-------- Records --------

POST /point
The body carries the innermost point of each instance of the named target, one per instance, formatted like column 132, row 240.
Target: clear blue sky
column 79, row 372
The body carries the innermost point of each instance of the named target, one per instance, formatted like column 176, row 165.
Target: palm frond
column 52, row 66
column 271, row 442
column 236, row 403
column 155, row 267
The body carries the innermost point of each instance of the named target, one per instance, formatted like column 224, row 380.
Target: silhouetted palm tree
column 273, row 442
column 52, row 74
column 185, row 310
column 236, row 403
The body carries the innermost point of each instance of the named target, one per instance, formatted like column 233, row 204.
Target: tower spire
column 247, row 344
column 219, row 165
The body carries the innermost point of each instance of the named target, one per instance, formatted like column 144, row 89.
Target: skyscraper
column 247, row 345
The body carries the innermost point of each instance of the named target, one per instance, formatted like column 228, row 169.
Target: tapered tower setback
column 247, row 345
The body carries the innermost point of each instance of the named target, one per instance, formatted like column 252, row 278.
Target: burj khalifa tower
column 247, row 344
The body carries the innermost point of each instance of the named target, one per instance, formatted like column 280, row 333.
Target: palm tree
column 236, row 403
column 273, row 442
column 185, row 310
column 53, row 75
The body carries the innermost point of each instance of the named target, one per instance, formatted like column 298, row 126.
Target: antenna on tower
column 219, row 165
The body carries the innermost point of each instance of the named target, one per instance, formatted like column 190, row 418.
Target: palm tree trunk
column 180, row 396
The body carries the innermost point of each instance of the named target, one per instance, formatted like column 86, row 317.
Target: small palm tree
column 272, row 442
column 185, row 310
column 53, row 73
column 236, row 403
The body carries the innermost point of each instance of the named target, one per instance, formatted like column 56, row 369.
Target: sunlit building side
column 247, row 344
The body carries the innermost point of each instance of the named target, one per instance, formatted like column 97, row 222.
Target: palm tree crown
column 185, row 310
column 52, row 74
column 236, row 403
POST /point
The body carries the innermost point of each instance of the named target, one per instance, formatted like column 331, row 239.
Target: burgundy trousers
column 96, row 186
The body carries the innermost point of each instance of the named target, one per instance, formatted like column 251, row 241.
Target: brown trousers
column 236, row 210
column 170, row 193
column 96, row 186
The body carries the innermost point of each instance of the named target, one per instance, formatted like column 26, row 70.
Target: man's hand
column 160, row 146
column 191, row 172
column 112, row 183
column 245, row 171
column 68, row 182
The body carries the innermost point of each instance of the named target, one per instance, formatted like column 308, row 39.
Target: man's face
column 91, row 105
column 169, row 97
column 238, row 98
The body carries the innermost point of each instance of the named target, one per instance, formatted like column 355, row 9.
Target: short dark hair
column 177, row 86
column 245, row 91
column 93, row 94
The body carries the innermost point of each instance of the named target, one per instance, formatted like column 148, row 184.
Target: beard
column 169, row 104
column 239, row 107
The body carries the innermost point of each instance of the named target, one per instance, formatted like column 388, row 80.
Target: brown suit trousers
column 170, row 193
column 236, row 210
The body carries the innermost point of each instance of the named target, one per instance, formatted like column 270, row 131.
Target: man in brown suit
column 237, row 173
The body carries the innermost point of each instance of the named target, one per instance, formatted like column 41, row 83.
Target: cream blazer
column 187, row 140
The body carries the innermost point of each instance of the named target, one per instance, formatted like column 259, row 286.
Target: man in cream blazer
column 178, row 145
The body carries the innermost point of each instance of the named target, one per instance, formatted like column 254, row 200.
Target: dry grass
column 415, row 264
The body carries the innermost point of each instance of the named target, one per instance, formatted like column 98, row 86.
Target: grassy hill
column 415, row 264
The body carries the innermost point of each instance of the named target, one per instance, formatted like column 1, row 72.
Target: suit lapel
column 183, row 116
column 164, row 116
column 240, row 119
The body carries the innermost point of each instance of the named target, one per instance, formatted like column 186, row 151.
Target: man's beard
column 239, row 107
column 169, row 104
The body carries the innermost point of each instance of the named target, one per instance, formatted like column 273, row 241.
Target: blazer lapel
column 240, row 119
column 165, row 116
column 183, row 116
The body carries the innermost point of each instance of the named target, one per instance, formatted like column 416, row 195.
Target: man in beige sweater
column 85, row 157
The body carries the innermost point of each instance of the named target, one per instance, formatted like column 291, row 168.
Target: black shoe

--------

Rewrite all of the entries above, replacing every occurrence of "innermost point" with "central point" and leaving everything else unchanged.

POST /point
The body carries the central point of each instance of the named target, one per instance, formatted like column 132, row 240.
Target: clear blue sky
column 79, row 372
The body carries the central point of each instance of the named target, one per instance, formatted like column 176, row 165.
Target: palm frond
column 52, row 66
column 271, row 442
column 236, row 403
column 155, row 267
The body carries the central point of each instance of the named target, one per instance, formatted like column 224, row 380.
Target: silhouetted palm tree
column 273, row 442
column 52, row 74
column 185, row 310
column 236, row 403
The body carries the central point of each instance of the named target, one per instance, formatted like column 233, row 204.
Target: tower spire
column 247, row 344
column 219, row 165
The body carries the central point of each instance of the named target, one per instance, formatted like column 144, row 89.
Target: skyscraper
column 247, row 345
The body carries the central point of each instance of the named target, one per instance, formatted like column 228, row 169.
Target: tapered tower setback
column 247, row 345
The body carries the central point of each instance of the named target, one per instance, formatted like column 252, row 278.
Target: burj khalifa tower
column 247, row 344
The body carries the central point of each instance of the named target, one per instance, formatted like column 280, row 333.
Target: palm tree
column 236, row 403
column 273, row 442
column 185, row 310
column 53, row 75
The body carries the central point of each instance of the named target, one per instance, formatted like column 298, row 126.
Target: antenna on tower
column 219, row 165
The body carries the central point of each instance of the named target, one per instance, formatted like column 190, row 418.
Target: palm tree trunk
column 180, row 396
The body carries the central point of each instance of the named target, one per instance, formatted like column 86, row 317.
Target: small palm tree
column 272, row 442
column 185, row 310
column 53, row 73
column 236, row 403
The body carries the central point of each instance of the named target, one per instance, formatted like column 56, row 369.
Target: sunlit building side
column 247, row 344
The body carries the central point of each instance of the named target, one per instance, formatted like column 97, row 222.
Target: palm tree crown
column 185, row 310
column 52, row 74
column 236, row 403
POST /point
The body carries the central point of each instance of the named target, one per instance, formatted like column 331, row 239.
Target: burgundy trousers
column 96, row 186
The body carries the central point of each instance of the named target, one per instance, formatted like column 251, row 241.
Target: brown trousers
column 236, row 210
column 170, row 193
column 96, row 186
The body carries the central point of each instance of the named target, one per instance, formatted like column 26, row 70.
Target: man's hand
column 160, row 146
column 191, row 172
column 112, row 183
column 245, row 171
column 68, row 182
The body carries the central point of each instance of the named target, one per instance, formatted like column 308, row 39.
Target: man's face
column 91, row 105
column 169, row 97
column 238, row 98
The body carries the central point of each instance of the named target, one per instance, formatted like column 355, row 9.
Target: short dark hair
column 177, row 86
column 245, row 91
column 93, row 94
The body carries the central point of each instance of the named target, one per instance, formatted like column 148, row 184.
Target: beard
column 169, row 104
column 239, row 107
The body carries the central point of each instance of the named target, one per instance, formatted like column 388, row 80.
Target: brown suit trousers
column 170, row 193
column 236, row 210
The body carries the central point of each instance of the named target, one per instance, formatted like column 270, row 131.
Target: man in brown suit
column 237, row 173
The body carries the central point of each instance of the named target, one per instance, formatted like column 41, row 83.
Target: cream blazer
column 187, row 140
The body carries the central point of each instance of the named target, one per instance, formatted like column 259, row 286.
Target: man in cream blazer
column 178, row 145
The body carries the central point of each instance of the named target, one per instance, formatted like column 254, row 200.
Target: dry grass
column 415, row 264
The body carries the central point of each instance of the named target, one per instance, formatted like column 98, row 86.
Target: grassy hill
column 415, row 264
The body carries the central point of each instance of the named target, one per instance, formatted like column 1, row 72.
Target: suit lapel
column 183, row 116
column 164, row 116
column 240, row 119
The body carries the central point of each instance of the named target, one per instance, formatted like column 186, row 151.
Target: man's beard
column 239, row 107
column 169, row 104
The body carries the central point of each instance of the named target, one per instance, formatted like column 273, row 241.
Target: blazer lapel
column 240, row 119
column 165, row 116
column 183, row 116
The body carries the central point of each instance of the named target, one per instance, formatted like column 416, row 195.
Target: man in beige sweater
column 85, row 157
The body carries the central point of each instance of the named target, one per instance, formatted like column 291, row 168.
Target: black shoe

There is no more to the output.